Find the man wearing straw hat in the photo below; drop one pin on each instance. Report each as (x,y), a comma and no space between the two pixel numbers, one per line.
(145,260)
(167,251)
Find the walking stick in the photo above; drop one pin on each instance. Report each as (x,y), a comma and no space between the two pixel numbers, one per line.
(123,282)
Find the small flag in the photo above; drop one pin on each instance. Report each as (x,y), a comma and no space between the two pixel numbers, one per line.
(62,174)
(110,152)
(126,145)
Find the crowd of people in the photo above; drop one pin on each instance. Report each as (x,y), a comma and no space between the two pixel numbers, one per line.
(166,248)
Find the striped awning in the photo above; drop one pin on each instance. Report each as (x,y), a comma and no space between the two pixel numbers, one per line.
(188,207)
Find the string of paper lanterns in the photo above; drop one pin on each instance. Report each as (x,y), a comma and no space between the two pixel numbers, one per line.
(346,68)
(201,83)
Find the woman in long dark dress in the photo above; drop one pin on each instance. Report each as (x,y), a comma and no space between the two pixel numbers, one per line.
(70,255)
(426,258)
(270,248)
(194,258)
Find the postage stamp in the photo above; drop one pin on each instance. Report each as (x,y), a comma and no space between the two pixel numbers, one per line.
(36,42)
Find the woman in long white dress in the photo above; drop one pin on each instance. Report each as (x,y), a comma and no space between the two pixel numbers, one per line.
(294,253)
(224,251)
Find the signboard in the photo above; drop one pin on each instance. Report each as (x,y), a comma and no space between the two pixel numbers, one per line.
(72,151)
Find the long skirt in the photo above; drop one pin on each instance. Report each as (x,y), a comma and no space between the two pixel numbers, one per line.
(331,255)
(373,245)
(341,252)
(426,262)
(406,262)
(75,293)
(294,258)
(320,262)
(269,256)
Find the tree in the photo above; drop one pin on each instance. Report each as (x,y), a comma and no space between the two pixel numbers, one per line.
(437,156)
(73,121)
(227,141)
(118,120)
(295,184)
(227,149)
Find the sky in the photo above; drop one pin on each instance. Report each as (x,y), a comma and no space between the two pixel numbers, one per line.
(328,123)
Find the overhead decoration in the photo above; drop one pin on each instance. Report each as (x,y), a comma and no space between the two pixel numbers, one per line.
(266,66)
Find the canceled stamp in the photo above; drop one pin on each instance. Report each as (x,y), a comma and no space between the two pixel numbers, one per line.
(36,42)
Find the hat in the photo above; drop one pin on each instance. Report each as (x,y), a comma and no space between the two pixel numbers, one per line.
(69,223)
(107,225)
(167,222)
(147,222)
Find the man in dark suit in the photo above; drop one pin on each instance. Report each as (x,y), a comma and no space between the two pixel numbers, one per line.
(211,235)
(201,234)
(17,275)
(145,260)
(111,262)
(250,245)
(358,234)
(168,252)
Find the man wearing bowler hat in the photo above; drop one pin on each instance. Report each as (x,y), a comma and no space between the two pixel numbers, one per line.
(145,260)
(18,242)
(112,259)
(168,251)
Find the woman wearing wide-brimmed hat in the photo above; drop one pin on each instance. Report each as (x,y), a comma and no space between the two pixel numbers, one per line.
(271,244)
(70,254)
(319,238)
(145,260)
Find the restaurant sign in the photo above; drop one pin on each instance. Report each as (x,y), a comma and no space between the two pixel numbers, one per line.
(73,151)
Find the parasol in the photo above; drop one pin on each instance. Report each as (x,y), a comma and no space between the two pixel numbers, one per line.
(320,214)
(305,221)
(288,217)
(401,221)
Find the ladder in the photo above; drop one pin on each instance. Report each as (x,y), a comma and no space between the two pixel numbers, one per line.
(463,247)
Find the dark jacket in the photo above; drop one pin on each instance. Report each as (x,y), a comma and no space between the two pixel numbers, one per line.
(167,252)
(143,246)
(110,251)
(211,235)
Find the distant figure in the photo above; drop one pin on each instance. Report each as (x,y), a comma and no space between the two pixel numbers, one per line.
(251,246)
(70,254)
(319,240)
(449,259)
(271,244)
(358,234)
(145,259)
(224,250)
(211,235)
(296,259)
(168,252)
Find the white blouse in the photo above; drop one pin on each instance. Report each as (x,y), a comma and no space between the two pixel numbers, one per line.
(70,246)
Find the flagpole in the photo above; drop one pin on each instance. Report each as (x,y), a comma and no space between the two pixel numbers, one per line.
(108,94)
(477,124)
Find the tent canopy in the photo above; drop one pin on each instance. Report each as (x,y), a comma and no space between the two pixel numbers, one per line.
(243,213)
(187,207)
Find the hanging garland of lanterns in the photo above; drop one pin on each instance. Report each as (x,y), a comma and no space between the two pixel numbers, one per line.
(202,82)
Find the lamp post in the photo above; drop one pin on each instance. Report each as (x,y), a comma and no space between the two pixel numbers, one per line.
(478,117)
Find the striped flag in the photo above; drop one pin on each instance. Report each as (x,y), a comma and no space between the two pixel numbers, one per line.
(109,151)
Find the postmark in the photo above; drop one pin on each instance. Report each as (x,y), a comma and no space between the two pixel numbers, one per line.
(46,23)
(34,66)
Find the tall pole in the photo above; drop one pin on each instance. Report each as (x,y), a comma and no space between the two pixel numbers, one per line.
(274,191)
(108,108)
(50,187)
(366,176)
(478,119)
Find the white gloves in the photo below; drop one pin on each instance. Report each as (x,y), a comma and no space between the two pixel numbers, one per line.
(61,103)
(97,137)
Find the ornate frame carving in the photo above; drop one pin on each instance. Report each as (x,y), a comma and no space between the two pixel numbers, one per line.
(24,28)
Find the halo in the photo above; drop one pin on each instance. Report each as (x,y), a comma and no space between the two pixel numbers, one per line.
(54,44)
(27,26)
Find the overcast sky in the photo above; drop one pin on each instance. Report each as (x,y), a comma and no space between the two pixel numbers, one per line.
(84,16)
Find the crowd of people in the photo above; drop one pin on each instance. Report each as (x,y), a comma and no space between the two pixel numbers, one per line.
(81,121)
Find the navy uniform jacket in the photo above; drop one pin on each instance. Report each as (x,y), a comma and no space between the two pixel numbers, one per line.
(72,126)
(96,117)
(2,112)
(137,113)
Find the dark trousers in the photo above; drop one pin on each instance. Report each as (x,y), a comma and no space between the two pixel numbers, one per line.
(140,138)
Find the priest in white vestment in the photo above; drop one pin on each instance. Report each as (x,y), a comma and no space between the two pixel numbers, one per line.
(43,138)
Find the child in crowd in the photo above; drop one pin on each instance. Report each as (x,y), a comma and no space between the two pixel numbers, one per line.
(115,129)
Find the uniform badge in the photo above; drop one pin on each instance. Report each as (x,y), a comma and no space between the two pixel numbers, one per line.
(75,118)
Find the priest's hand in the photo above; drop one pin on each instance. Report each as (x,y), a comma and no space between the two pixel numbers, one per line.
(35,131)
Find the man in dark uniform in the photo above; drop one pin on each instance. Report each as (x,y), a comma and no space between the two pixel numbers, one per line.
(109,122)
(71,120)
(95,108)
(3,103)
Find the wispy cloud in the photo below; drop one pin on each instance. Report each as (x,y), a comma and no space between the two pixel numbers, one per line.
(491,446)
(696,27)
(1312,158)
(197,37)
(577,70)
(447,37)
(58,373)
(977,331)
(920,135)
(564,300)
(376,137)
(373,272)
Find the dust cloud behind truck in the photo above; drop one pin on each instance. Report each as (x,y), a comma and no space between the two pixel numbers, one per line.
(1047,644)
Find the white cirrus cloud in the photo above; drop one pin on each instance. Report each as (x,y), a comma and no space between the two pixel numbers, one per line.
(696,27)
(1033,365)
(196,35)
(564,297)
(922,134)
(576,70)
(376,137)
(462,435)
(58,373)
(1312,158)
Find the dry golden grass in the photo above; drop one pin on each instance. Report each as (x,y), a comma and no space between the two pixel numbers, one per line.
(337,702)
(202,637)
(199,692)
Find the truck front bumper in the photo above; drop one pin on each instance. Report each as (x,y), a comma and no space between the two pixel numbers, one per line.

◆ **EXERCISE DESCRIPTION**:
Copy out every row above word for word, keeping them in the same order.

◆ **EXERCISE SOLUTION**:
Find the man wearing straw hat in the photo below; drop one pin on each instance. Report each as (x,y), a comma and no space between the two pixel numbers, one per line.
(145,260)
(167,251)
Find the walking stick in the photo above; drop one pin on each instance. Report each as (x,y), a comma and no space between the two pixel numbers, one per line.
(123,282)
Find the small flag in the photo above; drop one pin on each instance. Report each as (x,y), a comma and no space between the two pixel numbers, one per line.
(62,174)
(110,152)
(126,145)
Find the crowd of people in the photo above; drop one pin on each instance. Report each as (x,y), a comma and no space between the two pixel numbers, one per line.
(166,248)
Find the striped awning in the photo above; drop one pin on each instance. Report each as (x,y), a comma and no space between the two pixel numbers, one per line.
(188,207)
Find the string of paper lanterns in the photo above; drop one pin on each instance. Report each as (x,y), a comma and no space between the two pixel numbers, one per line.
(346,68)
(201,83)
Find the woman in long dark dress in the photo above; drop one pin on each instance. Report each as (x,y), a comma and no space between the two pixel numbers, one per line.
(70,255)
(426,258)
(270,248)
(194,258)
Find the postage stamp in the photo above; drop one pin on each instance. Report each as (x,y), a comma and no space between the two pixel numbers, one per line.
(36,42)
Find the woman in long white dress in the photo above; drop one pin on each instance. Report each as (x,y), a comma and no space between the two pixel numbers, one per line.
(294,253)
(224,251)
Find the signboard in the photo above; drop one pin on each instance. Report each as (x,y), a comma and no space between the two pixel numbers, one per line.
(72,151)
Find the long skirt in the photo above; drop one pin on each instance. Report each as (x,y), a comma and no space between the two pixel numbers, one per line.
(331,255)
(373,245)
(341,252)
(426,262)
(406,262)
(75,293)
(294,258)
(320,262)
(269,256)
Find the tree in the photo above; drop one pin on each instance. Report each as (x,y), a comma and no space between the two pixel numbers, one per line.
(437,156)
(73,121)
(227,141)
(118,120)
(295,184)
(227,149)
Find the sky in the photo above; drop one pin on each instance. Report each as (x,y), a comma and no space between the two pixel numbers, one per line.
(328,123)
Find the overhead decoration in the photo above; drop one pin on each instance. Report each as (x,y), a comma and no space between the two pixel numbers, one per line.
(266,66)
Find the canceled stamp in the photo above; drop one pin on each instance. Report each as (x,y), a comma and no space between the two pixel numbers, one per line.
(36,42)
Find the hat in the photo above; drop one pin on each instance. Report each as (x,y), a comma and no space between the two pixel numbers, one per line.
(69,223)
(107,225)
(167,222)
(147,222)
Find the man in dark suit in the photo above; drop one pin on each instance. Report each as (x,y), a comma and no space between the two pixel numbers, one per line.
(211,235)
(201,234)
(17,275)
(145,260)
(111,262)
(250,245)
(358,234)
(168,252)
Find the man wearing bowler hat in the photo above; drop one pin on each instance. Report each as (x,y), a comma and no space between the two pixel numbers, one per line.
(145,260)
(18,242)
(112,259)
(168,251)
Find the woman wearing wide-brimmed hat in the photo above; drop one pin on each instance. Report each as (x,y), a comma and no space between the two pixel numbers, one per line.
(271,244)
(70,254)
(319,238)
(145,260)
Find the restaurant sign in the photo above; drop one pin on each instance. Report each as (x,y), a comma and no space between the two pixel numbers, one per line.
(73,151)
Find the parasol in the photo above; drop one pin on each instance. Report each as (x,y), a comma and no space between the two pixel numbers, one per line.
(320,214)
(305,221)
(288,217)
(401,221)
Find the ladder in the photo above; drop one pin on each instance. Report each as (x,y), a comma and no space between the two pixel numbers, one per line.
(463,247)
Find the dark jacket in the photo above; drop one pin on each instance. Report each as (x,y), a comma and no space between the two pixel numbers, one per line.
(167,252)
(143,246)
(110,251)
(211,235)
Find the distant figure in the photo above; drop one pin on each instance. Report each as (x,y), a comma and no space between the two pixel numbers, one per line.
(251,246)
(70,254)
(319,240)
(449,259)
(271,244)
(358,234)
(145,259)
(224,250)
(211,235)
(296,259)
(168,252)
Find the white blouse in the photo above; drop one pin on each instance. Report each as (x,y), a comma and no space between the two pixel numbers, one per line.
(70,246)
Find the flagpole in the photo above; drop one pin on each instance. Report each as (x,y), a comma and no space between the two pixel numbers, one per line.
(108,94)
(477,124)
Find the tent canopy in the photo above; drop one pin on each instance. Report each as (x,y), a comma and no space between the two pixel numbers, one per line.
(243,213)
(187,207)
Find the hanging garland of lanterns in the photo above; drop one pin on each instance. Report each as (x,y), a comma and no space between the two pixel numbers, one per line.
(202,82)
Find the lamp post in the photo above; drop one pin on each instance. Report each as (x,y), a comma and no space between the two pixel numbers, one per line.
(478,117)
Find the striped flag in the photo above; drop one pin on each instance. Report each as (x,y), a comma and no space between the two pixel numbers, one per line.
(109,151)
Find the postmark in the photo above; drop one pin on each instance. Report each as (x,y), a comma and no space between the two pixel numbers, one per line.
(46,23)
(34,66)
Find the tall pole in the photo above; drop one pin on each instance. Report each as (x,y), a comma and no space between the two pixel numbers, one per line.
(274,191)
(108,108)
(50,187)
(366,176)
(478,119)
Find the white gloves in the photo below; drop one pin on each instance. Report each as (x,y), a comma and no space between the two pixel numbers, one per line.
(61,103)
(97,137)
Find the ornate frame carving in the photo above; drop one pin on each instance. Report each as (x,y), a comma and no space between the two pixel numbers, one per line.
(24,28)
Find the halo in the photo above; drop one pin on each instance. Report each as (x,y), a comma and no space between the two pixel numbers, one per line.
(54,44)
(27,26)
Find the overcast sky in the photo above; drop one pin on each instance. Report each as (x,y), a comma and no space between the two pixel numbers, one per line.
(84,16)
Find the crowd of people in the photo above; drop one pin on each instance. Report each as (x,y), a comma and no space between the two pixel numbers, one per line.
(81,121)
Find the navy uniform jacket in the photo above; drop one pin on each instance. Report each as (x,y), a comma and no space between the two pixel numbers, one per line.
(72,126)
(96,117)
(2,112)
(137,113)
Find the dark trousers in the photo above; drop one pin on each instance. Report each as (x,y), a comma and no space between the two pixel numbers, one per line.
(140,138)
Find the priest in white vestment in the photo above; drop one pin on each instance. Report each as (x,y), a comma and no space between the two pixel numbers, one per line.
(43,138)
Find the child in crowd in the photo above; drop one pin on each instance. Report each as (x,y), a comma and no space between the two pixel numbers, one per line.
(115,129)
Find the uniform badge in the photo above; drop one pin on each instance. Report each as (x,y), a comma and no space between the two pixel numbers, one per line.
(75,118)
Find the priest's hand in the photo above; drop one pin on each instance. Report each as (x,y), a comma and no space between the two pixel numbers, one per line.
(35,131)
Find the man in dark uniform in the photo above; drop one pin on each instance. Report each as (x,y), a comma and no space between the two pixel numbers, one per line.
(109,122)
(71,120)
(95,108)
(3,103)
Find the wispy cloud in the photo below; drop one pin on each instance. Report each as (x,y), a comma and no space between the two pixel numbers, one per line.
(491,446)
(696,27)
(1312,158)
(197,37)
(577,70)
(447,37)
(58,373)
(977,331)
(920,135)
(564,300)
(376,137)
(373,272)
Find the dust cloud behind truck in the photo above; drop one pin on each instance. Report each as (x,y), a comma and no space between the two pixel numbers, one per line.
(1047,644)
Find the white cirrus cloud in the photo above; drop one pin on each instance. Report each as (x,y), a comma and no space between the two pixel numbers, one per line.
(696,27)
(1033,365)
(196,35)
(564,297)
(922,134)
(576,70)
(376,137)
(462,435)
(58,373)
(1312,158)
Find the dry golden grass in the photo above; drop one pin on each instance. Report each as (x,y), a comma and no space between the two pixel numbers, one per line.
(337,702)
(202,637)
(199,692)
Find the truck front bumper in the photo above; drop one pin on each instance. Report each as (x,y), a comma and no space between the two pixel numbers, one per line.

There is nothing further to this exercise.